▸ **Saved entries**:
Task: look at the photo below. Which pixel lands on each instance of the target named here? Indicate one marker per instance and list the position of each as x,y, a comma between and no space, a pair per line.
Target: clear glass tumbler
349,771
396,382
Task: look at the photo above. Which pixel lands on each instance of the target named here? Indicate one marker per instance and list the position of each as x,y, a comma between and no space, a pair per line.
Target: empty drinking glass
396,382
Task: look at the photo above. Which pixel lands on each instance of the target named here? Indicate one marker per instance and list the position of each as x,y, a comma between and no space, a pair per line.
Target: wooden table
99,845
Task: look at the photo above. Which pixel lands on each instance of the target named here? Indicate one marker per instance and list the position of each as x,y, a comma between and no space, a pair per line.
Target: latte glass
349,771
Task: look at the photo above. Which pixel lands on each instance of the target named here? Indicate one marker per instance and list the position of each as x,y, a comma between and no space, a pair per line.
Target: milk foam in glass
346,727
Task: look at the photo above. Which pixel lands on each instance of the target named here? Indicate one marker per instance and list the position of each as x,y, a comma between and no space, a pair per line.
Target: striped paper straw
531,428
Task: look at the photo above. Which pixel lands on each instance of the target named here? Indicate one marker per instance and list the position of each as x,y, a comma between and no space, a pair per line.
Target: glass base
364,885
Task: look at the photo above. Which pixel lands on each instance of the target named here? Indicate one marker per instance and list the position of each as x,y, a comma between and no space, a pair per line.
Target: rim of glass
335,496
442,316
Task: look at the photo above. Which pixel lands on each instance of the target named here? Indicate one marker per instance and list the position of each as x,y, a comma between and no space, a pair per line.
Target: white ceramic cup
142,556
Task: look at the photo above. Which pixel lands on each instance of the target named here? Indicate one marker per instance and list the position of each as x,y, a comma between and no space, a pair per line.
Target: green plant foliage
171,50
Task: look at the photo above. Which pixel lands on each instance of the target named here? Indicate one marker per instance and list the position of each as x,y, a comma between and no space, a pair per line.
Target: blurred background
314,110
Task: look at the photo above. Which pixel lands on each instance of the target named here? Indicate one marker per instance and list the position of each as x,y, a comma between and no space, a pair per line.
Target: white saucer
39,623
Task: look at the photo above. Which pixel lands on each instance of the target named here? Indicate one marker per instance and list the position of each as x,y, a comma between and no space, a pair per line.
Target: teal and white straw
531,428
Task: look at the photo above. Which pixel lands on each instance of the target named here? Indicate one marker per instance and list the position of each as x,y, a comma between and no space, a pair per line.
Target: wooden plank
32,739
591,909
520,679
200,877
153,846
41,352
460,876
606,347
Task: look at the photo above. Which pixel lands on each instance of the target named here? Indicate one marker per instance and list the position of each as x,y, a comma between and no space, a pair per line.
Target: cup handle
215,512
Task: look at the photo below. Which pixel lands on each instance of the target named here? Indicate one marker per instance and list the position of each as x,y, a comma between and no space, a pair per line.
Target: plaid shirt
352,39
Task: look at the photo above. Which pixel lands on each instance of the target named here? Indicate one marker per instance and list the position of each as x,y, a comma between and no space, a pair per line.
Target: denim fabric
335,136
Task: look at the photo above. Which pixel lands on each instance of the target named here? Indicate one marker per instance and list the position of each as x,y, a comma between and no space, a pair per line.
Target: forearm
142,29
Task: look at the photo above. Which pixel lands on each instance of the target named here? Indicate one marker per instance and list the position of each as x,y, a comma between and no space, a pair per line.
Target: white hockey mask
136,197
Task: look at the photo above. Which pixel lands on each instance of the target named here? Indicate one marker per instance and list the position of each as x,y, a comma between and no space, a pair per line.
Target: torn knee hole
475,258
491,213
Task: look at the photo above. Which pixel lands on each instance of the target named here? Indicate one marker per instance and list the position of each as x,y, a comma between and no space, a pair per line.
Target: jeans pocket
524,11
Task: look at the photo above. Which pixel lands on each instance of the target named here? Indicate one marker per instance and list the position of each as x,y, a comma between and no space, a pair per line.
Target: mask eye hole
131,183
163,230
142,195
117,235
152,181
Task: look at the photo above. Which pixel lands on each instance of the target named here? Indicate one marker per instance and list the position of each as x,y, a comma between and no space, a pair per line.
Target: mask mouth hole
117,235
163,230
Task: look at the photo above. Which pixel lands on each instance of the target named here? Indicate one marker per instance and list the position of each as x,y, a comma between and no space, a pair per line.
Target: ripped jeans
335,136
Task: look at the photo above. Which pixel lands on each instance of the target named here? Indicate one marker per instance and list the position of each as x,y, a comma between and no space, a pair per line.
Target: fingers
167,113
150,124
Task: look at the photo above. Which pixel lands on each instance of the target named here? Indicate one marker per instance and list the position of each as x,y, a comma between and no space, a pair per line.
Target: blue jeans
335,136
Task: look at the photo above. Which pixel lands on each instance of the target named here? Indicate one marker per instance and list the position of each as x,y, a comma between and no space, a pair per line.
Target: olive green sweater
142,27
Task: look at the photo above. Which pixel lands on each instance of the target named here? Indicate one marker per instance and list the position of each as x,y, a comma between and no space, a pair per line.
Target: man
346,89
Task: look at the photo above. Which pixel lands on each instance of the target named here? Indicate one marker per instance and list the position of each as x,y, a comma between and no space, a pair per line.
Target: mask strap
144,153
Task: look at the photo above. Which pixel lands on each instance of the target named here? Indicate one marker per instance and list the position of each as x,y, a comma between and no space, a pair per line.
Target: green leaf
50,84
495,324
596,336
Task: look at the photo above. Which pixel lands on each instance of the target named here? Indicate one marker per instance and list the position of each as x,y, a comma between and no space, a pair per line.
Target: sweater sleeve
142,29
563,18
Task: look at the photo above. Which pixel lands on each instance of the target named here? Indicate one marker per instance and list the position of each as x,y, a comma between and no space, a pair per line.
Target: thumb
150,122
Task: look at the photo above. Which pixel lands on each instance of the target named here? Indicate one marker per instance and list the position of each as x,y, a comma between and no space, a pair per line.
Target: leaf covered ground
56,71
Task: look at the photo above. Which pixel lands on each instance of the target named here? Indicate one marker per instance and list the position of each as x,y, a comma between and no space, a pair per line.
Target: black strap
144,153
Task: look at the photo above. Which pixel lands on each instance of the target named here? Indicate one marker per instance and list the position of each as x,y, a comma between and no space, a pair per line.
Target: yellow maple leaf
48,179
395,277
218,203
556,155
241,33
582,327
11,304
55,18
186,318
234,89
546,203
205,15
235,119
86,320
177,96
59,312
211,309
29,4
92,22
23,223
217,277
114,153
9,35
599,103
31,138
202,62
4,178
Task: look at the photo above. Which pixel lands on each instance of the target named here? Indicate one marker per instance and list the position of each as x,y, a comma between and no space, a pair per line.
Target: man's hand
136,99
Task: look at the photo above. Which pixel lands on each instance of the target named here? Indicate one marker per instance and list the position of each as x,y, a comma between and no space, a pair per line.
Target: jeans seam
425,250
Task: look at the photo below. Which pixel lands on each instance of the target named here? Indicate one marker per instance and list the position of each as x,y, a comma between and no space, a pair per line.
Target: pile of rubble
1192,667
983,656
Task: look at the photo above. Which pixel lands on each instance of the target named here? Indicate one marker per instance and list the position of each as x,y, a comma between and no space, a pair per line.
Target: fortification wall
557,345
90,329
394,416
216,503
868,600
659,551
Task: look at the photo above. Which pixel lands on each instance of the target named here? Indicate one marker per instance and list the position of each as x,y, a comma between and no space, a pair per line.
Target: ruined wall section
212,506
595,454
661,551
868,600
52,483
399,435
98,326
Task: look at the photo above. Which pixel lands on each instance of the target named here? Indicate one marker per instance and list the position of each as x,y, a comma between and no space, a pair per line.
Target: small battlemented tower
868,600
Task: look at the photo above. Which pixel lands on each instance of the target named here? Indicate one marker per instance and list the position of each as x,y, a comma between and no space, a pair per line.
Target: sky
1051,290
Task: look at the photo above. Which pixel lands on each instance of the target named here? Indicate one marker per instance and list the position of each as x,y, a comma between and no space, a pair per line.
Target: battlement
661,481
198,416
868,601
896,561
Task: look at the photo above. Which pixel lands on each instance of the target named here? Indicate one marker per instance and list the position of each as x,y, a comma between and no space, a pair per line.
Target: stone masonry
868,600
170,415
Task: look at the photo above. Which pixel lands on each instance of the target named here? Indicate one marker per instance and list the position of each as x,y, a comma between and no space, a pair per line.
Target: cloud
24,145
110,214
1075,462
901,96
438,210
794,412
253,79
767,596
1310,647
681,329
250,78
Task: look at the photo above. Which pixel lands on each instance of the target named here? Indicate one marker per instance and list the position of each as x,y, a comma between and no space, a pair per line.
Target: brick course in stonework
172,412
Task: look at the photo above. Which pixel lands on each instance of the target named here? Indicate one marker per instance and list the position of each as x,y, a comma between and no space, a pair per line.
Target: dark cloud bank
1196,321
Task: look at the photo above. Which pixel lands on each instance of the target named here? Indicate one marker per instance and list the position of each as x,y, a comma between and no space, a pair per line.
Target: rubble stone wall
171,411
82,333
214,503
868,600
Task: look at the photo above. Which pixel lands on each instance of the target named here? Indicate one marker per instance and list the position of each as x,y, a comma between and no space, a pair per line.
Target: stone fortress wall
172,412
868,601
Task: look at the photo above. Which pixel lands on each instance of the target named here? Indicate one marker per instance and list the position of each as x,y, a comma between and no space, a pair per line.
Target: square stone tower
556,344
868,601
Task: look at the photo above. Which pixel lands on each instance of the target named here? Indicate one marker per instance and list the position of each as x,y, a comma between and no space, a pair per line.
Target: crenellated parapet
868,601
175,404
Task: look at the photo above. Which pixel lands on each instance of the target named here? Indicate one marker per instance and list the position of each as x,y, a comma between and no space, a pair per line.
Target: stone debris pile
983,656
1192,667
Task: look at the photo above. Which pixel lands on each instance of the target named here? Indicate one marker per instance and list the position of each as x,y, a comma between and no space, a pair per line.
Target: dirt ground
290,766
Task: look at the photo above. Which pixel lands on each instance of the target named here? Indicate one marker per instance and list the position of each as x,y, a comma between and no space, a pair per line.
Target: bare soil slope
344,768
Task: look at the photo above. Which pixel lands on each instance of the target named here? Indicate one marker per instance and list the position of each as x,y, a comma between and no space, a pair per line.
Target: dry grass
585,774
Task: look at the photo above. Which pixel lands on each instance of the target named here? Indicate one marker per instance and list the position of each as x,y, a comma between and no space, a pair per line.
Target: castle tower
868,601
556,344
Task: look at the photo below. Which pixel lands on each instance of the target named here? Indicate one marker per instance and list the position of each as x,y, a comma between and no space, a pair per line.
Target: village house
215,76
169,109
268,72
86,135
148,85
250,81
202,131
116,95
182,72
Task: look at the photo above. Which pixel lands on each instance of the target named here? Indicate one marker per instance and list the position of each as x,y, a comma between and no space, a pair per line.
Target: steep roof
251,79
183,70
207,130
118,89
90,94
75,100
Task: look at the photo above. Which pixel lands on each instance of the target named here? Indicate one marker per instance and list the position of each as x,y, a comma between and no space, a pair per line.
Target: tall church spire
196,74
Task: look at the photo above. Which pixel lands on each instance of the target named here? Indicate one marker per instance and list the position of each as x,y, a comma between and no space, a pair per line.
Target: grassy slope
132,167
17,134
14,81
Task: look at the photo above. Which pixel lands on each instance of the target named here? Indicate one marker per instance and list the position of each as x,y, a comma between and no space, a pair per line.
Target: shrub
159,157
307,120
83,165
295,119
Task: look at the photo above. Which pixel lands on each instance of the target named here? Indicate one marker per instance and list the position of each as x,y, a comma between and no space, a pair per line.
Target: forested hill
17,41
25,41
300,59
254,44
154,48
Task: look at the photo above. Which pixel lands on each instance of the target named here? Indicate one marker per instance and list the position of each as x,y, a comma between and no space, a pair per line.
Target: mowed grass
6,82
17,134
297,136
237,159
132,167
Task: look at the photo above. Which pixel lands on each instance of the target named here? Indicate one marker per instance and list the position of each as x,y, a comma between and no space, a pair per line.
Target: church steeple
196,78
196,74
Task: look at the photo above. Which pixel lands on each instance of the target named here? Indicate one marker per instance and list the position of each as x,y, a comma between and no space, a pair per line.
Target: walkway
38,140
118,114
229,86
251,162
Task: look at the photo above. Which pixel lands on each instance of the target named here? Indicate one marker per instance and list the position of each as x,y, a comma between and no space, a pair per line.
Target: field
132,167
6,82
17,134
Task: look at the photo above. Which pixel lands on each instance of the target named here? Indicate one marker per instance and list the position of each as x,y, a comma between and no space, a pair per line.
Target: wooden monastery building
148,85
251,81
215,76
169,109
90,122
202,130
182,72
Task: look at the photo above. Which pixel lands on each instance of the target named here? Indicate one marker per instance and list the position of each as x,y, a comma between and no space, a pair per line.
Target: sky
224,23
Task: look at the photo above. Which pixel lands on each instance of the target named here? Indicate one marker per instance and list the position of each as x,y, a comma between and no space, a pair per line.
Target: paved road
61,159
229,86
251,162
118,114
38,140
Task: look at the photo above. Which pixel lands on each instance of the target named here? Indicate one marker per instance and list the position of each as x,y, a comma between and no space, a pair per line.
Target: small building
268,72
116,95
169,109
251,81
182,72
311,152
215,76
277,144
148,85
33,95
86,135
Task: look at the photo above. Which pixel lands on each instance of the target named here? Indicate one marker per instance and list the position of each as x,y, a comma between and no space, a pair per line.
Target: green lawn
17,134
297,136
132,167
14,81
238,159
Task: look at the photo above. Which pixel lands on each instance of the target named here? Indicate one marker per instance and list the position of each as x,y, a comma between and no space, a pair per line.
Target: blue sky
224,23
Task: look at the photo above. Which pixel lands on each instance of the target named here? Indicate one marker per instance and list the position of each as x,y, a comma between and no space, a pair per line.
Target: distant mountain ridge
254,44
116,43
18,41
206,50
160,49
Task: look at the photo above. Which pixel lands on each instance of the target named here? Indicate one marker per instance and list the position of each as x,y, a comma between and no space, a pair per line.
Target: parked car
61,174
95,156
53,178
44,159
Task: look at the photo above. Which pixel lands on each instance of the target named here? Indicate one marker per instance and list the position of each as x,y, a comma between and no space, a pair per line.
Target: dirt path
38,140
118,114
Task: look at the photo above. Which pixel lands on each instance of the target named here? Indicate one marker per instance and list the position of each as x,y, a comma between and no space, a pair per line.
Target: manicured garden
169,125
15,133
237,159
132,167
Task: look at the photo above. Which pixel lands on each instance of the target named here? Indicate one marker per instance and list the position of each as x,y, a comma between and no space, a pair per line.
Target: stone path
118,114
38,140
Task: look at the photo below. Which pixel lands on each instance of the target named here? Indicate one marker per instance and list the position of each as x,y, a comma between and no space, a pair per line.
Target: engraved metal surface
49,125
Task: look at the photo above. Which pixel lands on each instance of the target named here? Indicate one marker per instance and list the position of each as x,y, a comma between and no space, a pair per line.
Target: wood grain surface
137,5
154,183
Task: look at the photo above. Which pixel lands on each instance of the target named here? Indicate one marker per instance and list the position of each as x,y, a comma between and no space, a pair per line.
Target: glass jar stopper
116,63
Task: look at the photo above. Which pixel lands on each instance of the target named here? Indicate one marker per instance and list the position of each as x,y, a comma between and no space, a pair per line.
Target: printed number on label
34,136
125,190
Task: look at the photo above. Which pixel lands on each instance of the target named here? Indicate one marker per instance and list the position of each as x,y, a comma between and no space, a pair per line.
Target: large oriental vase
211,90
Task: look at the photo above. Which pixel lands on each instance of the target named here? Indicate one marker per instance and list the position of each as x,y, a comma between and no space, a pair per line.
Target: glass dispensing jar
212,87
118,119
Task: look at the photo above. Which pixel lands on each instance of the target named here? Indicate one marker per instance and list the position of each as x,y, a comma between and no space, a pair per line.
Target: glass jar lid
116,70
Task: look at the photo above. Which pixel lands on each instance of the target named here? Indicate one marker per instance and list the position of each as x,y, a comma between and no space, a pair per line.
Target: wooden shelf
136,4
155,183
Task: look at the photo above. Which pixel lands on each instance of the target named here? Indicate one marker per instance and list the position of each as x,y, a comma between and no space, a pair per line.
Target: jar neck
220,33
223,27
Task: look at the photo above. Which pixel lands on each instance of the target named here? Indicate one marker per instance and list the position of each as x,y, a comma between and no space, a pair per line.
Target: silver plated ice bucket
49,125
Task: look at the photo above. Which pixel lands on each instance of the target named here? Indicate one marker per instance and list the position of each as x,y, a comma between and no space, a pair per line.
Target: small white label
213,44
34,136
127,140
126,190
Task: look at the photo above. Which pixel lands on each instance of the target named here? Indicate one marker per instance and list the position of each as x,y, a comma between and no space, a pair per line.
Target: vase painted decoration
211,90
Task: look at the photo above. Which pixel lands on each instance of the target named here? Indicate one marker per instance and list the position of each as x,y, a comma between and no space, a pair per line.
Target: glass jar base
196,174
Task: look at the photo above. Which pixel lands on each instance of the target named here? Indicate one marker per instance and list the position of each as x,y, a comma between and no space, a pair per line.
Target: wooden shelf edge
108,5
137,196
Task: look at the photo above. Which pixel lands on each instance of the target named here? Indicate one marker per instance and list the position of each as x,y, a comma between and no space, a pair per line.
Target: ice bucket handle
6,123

▸ **Exercise objective**: Find where "Target: wooden shelf edge" occurs in the data, and please write out that line through the last line exactly, with nothing else.

▸ **Written answer**:
Target: wooden shelf edge
108,5
137,196
Task: look at the photo above. Which pixel lands on each instance of the target named here? Indicate one marker per instance and list the position of each as x,y, a comma between and no space, a pair per line.
Target: ice bucket handle
6,123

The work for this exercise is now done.